Data in this exercise
____
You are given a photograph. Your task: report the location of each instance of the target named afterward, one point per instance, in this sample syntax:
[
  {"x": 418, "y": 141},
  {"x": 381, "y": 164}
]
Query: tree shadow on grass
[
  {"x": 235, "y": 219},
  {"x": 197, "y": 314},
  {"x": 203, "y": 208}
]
____
Aim
Copy out the data above, swapping "grass" for "lawn" and leaving everything else as it is.

Answer to this exercise
You are given a photograph. Your task: report the location of each instance of the target named afterward, one point per instance, in this sample syntax:
[
  {"x": 418, "y": 141},
  {"x": 381, "y": 164}
]
Query: tree shadow on lawn
[
  {"x": 235, "y": 219},
  {"x": 197, "y": 314},
  {"x": 203, "y": 208}
]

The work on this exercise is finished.